EXERCISE DESCRIPTION.
Use the growling riflebird text below to answer these questions:
1. Where is the growling riflebird endemic?
2. What is the source of the common name "riflebird"?
3. What color is the female?

STUDY TEXT.
•••

Scientific classification
- Kingdom: Animalia
- Phylum: Chordata
- Class: Aves
- Order: Passeriformes
- Family: Paradisaeidae
- Genus: Ptiloris
- Species: P. intercedens
- Binomial name: Ptiloris intercedens Sharpe, 1882
- Synonyms: Lophorina intercedens; Ptiloris magnificus intercedens;

= Growling riflebird =

- Genus: Ptiloris
- Species: intercedens
- Authority: Sharpe, 1882
- Conservation status: LC
- Synonyms: Lophorina intercedens, Ptiloris magnificus intercedens

Species of bird

The growling riflebird (Ptiloris intercedens), also known as the eastern riflebird, is a medium-sized passerine bird of the family Paradisaeidae.

The growling riflebird is endemic to the lowlands of easternmost Papua New Guinea. The male is polygamous and performs its courtship display solitarily. The diet consists mainly of fruits and arthropods.

A common species throughout its range, the growling riflebird is evaluated as being of least concern on the IUCN Red List of Threatened Species. It is listed on Appendix II of CITES.

The common name "riflebird" comes from the likeness of their black velvety plumage to the uniform of the British Army Rifle Brigade.

==Description==
The male is a velvet black and green bird-of-paradise with black flank plumes, black curved bill, yellow mouth, blackish feet and dark brown iris. It has an iridescent greenish blue on its crown, throat, breast shield and central tail feathers. The female is a rufous brown bird with barred buff below.

Its appearance resembles, and it is sometimes considered to be a subspecies of the magnificent riflebird. It is differentiated by the lower breast and abdomen coloration, the male's distinctive growling song, and feathered culmen base.

•••

Dataset entries.
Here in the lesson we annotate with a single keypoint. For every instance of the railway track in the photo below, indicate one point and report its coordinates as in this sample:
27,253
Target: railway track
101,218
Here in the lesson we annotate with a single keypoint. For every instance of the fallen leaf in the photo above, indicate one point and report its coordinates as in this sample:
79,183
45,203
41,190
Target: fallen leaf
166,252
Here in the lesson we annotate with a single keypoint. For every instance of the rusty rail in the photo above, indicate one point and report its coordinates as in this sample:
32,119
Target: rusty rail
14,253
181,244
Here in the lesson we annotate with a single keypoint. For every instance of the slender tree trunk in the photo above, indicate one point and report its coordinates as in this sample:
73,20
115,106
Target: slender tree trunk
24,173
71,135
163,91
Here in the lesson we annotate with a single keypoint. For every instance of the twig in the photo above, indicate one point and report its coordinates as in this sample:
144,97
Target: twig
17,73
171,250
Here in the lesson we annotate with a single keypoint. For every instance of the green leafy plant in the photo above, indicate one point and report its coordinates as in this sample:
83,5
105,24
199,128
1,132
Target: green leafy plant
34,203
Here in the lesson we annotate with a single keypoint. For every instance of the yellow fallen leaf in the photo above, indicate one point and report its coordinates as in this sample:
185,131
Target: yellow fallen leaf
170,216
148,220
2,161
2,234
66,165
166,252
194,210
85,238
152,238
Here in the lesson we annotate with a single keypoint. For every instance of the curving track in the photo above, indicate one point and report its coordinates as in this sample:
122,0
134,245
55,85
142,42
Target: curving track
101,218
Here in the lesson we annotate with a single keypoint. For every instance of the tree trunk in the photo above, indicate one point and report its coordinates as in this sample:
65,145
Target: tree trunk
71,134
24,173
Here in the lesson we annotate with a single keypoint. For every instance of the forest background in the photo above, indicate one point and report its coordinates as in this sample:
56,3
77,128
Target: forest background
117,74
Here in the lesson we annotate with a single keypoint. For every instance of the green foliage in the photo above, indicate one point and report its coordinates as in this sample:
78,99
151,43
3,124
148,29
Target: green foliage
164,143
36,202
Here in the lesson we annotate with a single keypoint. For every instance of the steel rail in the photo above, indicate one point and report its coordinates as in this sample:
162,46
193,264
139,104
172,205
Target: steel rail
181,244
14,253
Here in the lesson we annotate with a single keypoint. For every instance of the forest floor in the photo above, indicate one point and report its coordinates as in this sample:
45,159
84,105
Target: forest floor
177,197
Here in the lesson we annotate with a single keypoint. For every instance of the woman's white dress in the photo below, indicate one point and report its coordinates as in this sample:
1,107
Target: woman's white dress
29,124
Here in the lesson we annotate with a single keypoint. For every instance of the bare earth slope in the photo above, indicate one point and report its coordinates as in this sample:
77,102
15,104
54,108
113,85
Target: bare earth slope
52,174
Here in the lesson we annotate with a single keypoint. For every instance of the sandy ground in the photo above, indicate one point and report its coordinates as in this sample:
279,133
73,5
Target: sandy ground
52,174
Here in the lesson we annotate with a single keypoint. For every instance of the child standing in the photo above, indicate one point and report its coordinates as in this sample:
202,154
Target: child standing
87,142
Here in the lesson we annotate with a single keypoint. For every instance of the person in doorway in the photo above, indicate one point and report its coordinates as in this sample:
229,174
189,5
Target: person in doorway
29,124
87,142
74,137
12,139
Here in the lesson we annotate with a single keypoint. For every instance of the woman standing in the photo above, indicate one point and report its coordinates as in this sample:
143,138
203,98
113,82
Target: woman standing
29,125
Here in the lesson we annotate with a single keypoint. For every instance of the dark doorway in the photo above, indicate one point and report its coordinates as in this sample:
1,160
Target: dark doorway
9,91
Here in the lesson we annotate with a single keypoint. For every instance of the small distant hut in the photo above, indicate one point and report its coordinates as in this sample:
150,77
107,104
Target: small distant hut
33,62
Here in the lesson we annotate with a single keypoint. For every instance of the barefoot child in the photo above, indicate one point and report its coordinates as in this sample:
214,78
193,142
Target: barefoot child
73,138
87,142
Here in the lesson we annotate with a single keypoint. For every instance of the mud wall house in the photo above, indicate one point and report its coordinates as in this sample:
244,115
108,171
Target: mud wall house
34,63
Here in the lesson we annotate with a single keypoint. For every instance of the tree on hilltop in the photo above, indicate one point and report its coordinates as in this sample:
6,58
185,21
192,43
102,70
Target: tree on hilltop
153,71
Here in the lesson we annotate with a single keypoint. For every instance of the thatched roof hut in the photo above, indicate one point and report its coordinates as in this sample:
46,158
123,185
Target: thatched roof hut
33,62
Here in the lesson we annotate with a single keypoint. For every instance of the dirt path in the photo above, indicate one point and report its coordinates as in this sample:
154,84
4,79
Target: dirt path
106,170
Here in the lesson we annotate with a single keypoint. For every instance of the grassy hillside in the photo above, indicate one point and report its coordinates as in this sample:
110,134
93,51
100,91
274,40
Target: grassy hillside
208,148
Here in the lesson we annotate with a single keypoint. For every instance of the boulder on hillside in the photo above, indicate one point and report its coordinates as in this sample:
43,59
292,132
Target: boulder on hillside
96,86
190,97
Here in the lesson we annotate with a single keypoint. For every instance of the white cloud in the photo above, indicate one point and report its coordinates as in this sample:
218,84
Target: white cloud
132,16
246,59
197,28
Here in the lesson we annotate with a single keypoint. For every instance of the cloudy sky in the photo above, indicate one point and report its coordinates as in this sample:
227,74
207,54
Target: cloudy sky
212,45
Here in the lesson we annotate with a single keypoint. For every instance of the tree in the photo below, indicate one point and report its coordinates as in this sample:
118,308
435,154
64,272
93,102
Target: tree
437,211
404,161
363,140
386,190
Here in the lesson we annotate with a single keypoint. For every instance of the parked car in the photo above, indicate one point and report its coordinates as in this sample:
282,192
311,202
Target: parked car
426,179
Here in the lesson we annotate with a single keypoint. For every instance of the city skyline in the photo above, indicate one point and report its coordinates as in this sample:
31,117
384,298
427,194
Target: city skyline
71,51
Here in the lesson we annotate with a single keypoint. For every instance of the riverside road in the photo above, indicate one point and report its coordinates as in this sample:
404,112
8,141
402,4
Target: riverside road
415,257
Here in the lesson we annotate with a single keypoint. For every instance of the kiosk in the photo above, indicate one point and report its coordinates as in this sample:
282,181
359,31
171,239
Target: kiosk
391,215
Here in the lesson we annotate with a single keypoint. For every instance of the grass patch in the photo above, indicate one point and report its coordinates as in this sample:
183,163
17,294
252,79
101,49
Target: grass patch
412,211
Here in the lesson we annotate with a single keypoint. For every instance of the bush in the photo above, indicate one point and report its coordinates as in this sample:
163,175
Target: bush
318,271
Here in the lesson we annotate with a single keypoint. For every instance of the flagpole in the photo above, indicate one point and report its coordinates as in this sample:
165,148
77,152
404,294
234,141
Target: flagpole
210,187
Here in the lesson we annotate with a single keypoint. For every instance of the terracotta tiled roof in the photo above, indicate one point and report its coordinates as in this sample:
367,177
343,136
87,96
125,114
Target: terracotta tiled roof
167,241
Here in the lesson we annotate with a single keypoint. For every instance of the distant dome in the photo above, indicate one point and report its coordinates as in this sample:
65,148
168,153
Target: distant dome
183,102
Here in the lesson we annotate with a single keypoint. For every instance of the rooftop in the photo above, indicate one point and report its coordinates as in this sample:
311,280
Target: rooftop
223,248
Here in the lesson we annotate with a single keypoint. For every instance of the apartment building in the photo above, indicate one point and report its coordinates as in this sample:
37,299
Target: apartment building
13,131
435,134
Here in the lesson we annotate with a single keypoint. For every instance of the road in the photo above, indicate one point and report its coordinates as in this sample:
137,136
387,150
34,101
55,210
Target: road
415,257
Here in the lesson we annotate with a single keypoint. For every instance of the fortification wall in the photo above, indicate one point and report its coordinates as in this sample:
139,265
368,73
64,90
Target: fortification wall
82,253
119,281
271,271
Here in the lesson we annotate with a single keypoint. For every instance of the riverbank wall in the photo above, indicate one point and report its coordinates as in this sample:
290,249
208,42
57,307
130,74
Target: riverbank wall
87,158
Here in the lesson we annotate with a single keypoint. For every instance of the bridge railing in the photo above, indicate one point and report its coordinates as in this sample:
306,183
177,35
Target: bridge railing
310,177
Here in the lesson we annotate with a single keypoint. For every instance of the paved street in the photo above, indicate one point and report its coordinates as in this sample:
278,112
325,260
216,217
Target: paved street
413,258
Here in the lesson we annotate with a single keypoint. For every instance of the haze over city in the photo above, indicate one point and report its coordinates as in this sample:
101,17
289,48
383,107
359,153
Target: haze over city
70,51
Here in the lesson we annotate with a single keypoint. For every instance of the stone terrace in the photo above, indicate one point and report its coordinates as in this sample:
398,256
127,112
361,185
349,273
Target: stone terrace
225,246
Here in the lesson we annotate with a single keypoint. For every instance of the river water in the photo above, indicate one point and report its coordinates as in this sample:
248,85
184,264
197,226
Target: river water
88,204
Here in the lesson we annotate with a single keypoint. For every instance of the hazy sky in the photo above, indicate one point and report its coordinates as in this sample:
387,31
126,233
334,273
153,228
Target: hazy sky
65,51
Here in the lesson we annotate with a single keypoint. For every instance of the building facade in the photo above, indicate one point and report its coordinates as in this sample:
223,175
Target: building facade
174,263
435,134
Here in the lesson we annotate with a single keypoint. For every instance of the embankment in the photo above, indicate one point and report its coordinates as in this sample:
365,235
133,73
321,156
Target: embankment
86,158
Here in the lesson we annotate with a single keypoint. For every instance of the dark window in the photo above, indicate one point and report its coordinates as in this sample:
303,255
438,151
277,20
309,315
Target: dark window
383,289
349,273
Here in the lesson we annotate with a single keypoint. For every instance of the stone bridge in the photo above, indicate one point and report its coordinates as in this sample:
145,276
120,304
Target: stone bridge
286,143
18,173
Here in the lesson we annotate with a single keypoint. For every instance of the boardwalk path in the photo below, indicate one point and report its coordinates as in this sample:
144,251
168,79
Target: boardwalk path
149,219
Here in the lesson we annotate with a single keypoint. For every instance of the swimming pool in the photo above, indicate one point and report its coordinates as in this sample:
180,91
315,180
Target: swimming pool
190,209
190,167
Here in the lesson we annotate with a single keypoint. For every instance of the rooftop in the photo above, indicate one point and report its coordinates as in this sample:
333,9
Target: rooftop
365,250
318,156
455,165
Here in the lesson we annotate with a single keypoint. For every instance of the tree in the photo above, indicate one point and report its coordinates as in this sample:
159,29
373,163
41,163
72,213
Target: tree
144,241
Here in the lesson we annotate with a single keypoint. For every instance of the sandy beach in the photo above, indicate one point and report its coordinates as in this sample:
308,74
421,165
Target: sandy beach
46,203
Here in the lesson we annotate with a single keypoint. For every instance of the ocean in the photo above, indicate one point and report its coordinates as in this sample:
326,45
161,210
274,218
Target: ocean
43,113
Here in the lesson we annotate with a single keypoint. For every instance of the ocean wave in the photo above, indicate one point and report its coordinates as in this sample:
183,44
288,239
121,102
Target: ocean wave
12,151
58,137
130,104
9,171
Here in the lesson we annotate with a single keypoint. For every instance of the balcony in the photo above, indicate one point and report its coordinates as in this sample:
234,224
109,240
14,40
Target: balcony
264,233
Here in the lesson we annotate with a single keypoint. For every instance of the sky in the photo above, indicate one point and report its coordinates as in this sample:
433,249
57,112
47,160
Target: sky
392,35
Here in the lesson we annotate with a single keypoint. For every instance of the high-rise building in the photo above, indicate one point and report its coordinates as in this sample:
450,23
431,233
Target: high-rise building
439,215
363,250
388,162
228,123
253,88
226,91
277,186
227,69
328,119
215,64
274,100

•••

ANSWER.
1. The lowlands of easternmost Papua New Guinea.
2. Their black velvety plumage looks like the uniform of the British Army Rifle Brigade.
3. Rufous brown, with barred buff below.